» **Page extract**
■ ■ ■ ■

Among the roll of Yankees who leave enduring impressions for better or worse, Thurman Munson may have been the single least understood by those outside his clubhouse. And even inside that sanctuary, at the conjoined height and depth of the Bronx Zoo-era Yankees, there seemed times when even those few to whom Munson allowed access to even a portion of his inside self didn’t quite understand.
Today is forty years to the day since Munson died in the crash of his Cessna Citation jet, while landing at the Akron-Canton (Ohio) Airport. The loss still stings teammates and fans deeply. “Thurman Munson was a blue-collar criminal behind the plate, the kind of player who would exploit any edge to win a ballgame,” writes a one-time Munson teammate, designated hitter Ron Blomberg. “But away from the ballpark, he was a teddy bear. He was also the best and most loyal friend I ever had in baseball.”
Two decades ago, Esquire writer Michael Paterniti revealed to the world at large just what kind of teddy bear Munson really was. The piece remains required reading for anyone who saw Munson the street-hustling catcher and scourge of sportswriters but never got to know the young man whose most valuable lesson learned from his own upbringing was what not to do and how not to do it.

■ ■ ■ ■

» **Exercise data**
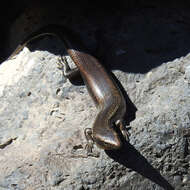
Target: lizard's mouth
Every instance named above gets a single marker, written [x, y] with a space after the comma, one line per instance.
[108, 143]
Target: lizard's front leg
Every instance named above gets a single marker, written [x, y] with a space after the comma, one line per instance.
[65, 68]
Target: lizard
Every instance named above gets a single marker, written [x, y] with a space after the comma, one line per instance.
[104, 91]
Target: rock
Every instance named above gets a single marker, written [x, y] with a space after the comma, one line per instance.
[43, 115]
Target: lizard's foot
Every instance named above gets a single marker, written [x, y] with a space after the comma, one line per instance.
[90, 143]
[123, 130]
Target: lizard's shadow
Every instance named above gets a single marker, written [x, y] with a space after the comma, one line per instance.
[129, 157]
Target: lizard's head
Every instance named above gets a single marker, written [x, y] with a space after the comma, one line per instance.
[108, 141]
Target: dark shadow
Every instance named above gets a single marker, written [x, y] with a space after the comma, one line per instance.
[129, 157]
[132, 36]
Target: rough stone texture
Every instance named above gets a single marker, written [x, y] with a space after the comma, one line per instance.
[42, 115]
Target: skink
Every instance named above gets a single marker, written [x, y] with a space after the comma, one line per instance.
[105, 93]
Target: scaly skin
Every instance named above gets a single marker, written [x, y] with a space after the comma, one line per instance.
[102, 88]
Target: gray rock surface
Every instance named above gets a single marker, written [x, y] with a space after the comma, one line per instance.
[43, 115]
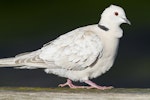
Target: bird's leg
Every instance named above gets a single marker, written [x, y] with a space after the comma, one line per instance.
[70, 84]
[93, 85]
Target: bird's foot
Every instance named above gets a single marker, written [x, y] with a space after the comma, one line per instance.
[70, 84]
[93, 85]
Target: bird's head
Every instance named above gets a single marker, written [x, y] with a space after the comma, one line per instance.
[113, 16]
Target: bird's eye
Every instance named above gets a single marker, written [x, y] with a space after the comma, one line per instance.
[116, 13]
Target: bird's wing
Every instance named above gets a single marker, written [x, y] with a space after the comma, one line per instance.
[75, 50]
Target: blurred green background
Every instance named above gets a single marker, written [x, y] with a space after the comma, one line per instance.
[27, 25]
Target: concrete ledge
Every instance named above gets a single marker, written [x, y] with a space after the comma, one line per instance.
[24, 93]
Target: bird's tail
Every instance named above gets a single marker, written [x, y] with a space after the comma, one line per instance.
[8, 62]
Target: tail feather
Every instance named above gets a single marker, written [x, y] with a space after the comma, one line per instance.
[8, 62]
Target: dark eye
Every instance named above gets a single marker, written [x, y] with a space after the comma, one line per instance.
[116, 13]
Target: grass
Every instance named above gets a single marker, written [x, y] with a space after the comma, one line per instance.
[68, 90]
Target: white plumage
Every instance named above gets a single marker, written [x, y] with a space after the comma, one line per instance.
[79, 55]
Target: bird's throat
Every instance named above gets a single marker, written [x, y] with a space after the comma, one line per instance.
[103, 27]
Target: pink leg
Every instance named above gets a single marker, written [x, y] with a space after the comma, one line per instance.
[93, 85]
[70, 84]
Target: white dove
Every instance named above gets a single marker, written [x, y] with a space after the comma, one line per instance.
[79, 55]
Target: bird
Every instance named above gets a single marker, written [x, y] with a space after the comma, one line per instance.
[79, 55]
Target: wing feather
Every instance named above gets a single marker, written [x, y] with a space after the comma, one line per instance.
[75, 50]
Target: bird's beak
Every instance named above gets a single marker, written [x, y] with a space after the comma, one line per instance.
[127, 21]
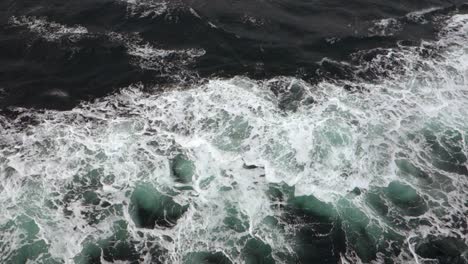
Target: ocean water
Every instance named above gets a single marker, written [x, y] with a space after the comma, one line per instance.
[252, 132]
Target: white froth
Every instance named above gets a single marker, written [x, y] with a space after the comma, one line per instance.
[342, 141]
[47, 29]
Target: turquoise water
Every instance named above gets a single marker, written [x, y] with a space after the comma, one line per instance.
[231, 172]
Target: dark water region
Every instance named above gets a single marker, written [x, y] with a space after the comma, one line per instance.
[209, 132]
[260, 39]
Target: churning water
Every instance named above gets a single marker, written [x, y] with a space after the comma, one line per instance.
[371, 168]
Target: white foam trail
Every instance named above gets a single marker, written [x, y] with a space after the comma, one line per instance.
[342, 141]
[49, 30]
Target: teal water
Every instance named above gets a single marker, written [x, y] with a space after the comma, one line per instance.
[231, 172]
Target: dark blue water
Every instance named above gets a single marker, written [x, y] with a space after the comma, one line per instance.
[232, 131]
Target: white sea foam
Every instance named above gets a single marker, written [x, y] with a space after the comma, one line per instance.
[342, 141]
[49, 30]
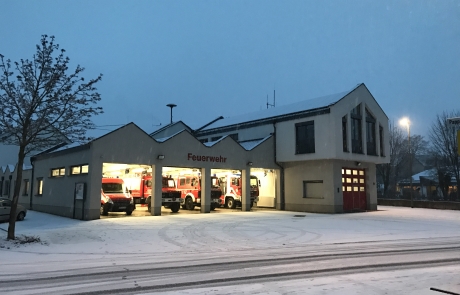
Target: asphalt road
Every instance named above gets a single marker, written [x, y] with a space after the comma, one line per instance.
[390, 251]
[299, 263]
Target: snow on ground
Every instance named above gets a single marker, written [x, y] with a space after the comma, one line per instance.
[68, 243]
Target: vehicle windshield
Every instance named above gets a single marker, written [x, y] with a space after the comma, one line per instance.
[112, 188]
[169, 183]
[214, 182]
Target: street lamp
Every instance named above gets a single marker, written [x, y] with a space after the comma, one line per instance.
[406, 123]
[171, 105]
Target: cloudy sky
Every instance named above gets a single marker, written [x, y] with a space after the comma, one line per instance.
[215, 58]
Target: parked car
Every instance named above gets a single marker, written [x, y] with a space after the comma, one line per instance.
[5, 208]
[115, 197]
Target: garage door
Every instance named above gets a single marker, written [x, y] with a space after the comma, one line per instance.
[354, 190]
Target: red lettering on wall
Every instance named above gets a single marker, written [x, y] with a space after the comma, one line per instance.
[202, 158]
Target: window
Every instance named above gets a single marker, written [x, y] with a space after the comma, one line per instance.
[6, 187]
[39, 186]
[80, 169]
[305, 137]
[57, 172]
[26, 186]
[234, 136]
[344, 134]
[356, 130]
[382, 151]
[370, 134]
[313, 189]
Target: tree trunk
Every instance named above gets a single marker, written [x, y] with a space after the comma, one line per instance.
[17, 188]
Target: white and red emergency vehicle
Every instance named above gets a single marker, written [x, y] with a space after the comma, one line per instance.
[141, 190]
[115, 197]
[190, 188]
[231, 190]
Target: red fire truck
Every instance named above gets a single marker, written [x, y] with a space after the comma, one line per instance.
[190, 188]
[231, 190]
[142, 191]
[115, 197]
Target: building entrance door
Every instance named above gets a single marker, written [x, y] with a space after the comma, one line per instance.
[354, 189]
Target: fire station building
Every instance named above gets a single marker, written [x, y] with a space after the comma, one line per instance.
[317, 155]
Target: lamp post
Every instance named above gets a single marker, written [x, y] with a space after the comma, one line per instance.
[171, 105]
[405, 122]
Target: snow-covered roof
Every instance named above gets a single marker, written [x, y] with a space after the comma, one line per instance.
[430, 174]
[211, 143]
[298, 107]
[67, 146]
[169, 126]
[163, 139]
[251, 144]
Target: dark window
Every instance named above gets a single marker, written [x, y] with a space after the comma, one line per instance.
[370, 134]
[58, 172]
[305, 137]
[382, 152]
[313, 189]
[79, 169]
[234, 136]
[344, 134]
[6, 187]
[356, 130]
[39, 186]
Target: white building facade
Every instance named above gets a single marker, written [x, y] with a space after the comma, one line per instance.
[317, 155]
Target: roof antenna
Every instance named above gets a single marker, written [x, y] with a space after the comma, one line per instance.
[171, 105]
[269, 104]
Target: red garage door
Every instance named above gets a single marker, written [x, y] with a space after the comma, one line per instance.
[354, 189]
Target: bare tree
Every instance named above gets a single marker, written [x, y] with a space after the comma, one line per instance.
[444, 143]
[42, 105]
[389, 172]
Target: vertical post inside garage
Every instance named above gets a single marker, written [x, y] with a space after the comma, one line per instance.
[246, 189]
[205, 190]
[157, 185]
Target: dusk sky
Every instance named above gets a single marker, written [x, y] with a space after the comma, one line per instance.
[215, 58]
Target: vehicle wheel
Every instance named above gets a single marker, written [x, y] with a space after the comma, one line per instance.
[175, 207]
[104, 211]
[189, 204]
[21, 216]
[230, 203]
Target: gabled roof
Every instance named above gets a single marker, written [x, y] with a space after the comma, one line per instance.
[163, 139]
[309, 105]
[251, 144]
[169, 126]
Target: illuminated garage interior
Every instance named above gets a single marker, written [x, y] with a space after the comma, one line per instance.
[317, 155]
[132, 175]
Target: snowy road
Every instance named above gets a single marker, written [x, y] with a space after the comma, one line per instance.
[392, 251]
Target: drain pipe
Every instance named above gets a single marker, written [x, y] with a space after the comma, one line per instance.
[31, 193]
[282, 199]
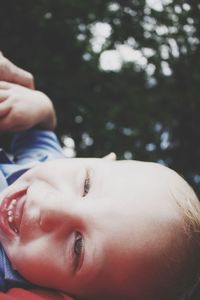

■ ■ ■ ■

» **Assigned task 1**
In the passage on Thurman Munson, at which airport was Munson landing when his jet crashed?
» **Assigned task 2**
Name every person mentioned by name in the passage on Thurman Munson.
» **Assigned task 3**
Reproduce the passage on Thurman Munson from "Among the roll" up to and including "didn’t quite understand.", replacing "clubhouse" with "locker room".

» **Final answer 1**
The Akron-Canton (Ohio) Airport.

» **Final answer 2**
Thurman Munson, Ron Blomberg, Michael Paterniti

» **Final answer 3**
Among the roll of Yankees who leave enduring impressions for better or worse, Thurman Munson may have been the single least understood by those outside his locker room. And even inside that sanctuary, at the conjoined height and depth of the Bronx Zoo-era Yankees, there seemed times when even those few to whom Munson allowed access to even a portion of his inside self didn’t quite understand.